Stored data entries:
--------
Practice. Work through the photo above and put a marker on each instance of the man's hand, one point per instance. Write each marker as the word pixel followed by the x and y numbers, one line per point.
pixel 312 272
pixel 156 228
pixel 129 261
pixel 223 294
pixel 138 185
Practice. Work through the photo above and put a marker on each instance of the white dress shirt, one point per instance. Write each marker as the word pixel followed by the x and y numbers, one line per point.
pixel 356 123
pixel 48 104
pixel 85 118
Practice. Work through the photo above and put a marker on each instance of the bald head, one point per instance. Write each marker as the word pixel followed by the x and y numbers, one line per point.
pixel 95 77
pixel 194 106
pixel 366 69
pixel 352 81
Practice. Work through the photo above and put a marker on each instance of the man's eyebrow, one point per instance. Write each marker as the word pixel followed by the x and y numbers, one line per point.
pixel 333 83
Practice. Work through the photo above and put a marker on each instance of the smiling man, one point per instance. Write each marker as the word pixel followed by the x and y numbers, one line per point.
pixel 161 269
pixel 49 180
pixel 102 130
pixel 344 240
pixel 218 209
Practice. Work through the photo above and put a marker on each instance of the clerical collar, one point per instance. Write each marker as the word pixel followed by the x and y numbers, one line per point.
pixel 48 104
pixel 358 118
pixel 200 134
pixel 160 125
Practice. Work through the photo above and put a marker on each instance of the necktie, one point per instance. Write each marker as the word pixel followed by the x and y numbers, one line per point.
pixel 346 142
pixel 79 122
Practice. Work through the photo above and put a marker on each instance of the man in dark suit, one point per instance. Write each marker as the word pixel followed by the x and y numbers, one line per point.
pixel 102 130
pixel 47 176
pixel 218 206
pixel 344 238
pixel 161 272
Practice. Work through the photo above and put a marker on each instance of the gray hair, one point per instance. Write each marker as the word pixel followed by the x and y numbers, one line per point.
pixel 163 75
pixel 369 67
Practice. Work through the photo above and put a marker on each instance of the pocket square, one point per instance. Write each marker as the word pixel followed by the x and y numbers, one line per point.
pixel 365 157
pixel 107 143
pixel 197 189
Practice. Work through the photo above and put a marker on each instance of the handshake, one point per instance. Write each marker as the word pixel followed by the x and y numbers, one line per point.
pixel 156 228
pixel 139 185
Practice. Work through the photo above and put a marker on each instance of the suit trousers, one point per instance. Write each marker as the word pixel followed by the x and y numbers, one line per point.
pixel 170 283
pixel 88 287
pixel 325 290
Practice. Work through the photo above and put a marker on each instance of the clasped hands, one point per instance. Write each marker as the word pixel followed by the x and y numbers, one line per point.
--------
● **What to produce**: Give the records above again in full, keeping every character unchanged.

● **Answer space**:
Practice. Work through the photo above and put a marker on each instance of the man's hand, one point per instance. Write each marker as the word pixel followed by the x and y numbers, one line per point.
pixel 312 272
pixel 156 228
pixel 129 261
pixel 223 294
pixel 138 185
Practice. Work through the photo above and put a marker on each instance of the white dress shirt, one point per instance. Write each marker as the word pixel followed by the x and y numbers, one line per point.
pixel 356 123
pixel 48 104
pixel 85 118
Practice. Work through the photo above and put a marker on each instance of the bald head, one point per instance. Write each marker as the word pixel followed by the x and y numbers, one line per point.
pixel 95 77
pixel 194 106
pixel 366 69
pixel 352 81
Practice. Work through the photo above and put a marker on each instance of the man's eyebrow, one point per instance. Write each marker as the word pixel followed by the x and y numbers, one line per point.
pixel 333 83
Practice. Work through the photo above and put a marker on each instance of the smiling man, one point per instance. Write each marker as the word pixel followed by the x and y numbers, one line per point.
pixel 161 269
pixel 49 180
pixel 102 130
pixel 344 240
pixel 218 209
Practice. Work through the photo above and put a marker on each instance of the clerical collar, one point per instance. Write each marker as the word pixel followed by the x and y numbers, one line per point.
pixel 48 104
pixel 358 118
pixel 200 134
pixel 160 125
Practice. Work through the photo above and put a marker on each instance of the necktie, one point per instance. Write each marker as the word pixel followed by the x and y numbers, one line per point.
pixel 346 142
pixel 79 122
Practice. Work through the photo above and put a marker on each instance of the man in dark suit, one point per instance. Write each marker as the word pixel followed by the x and y numbers, one line per point.
pixel 102 130
pixel 47 176
pixel 218 206
pixel 344 238
pixel 161 272
Practice. Work through the photo above and put a marker on each instance of the gray hair, one point per instance. Write each marker as the word pixel followed by the x and y numbers, one line per point.
pixel 163 75
pixel 369 67
Practice. Work through the photo above and put a marker on each instance of the pocket square, one point per instance. Write each marker as the word pixel followed by the x and y numbers, one line per point.
pixel 365 157
pixel 107 143
pixel 197 189
Practice. Work through the photo above and put a marker on each instance of the handshake, one point per instance. Write each marker as the word pixel followed by the x and y numbers, one line per point.
pixel 156 228
pixel 139 185
Practice. Work through the photo above and put a marker on each instance of the suit trousers, one point per instance. Write each marker as the word pixel followed by the x and y numbers, one line per point.
pixel 170 283
pixel 88 287
pixel 325 290
Practice. Work through the photo above and put a marker on each instance of the clasped hands, one point per instance. Write each marker as the word pixel followed by the x and y numbers, one line per point.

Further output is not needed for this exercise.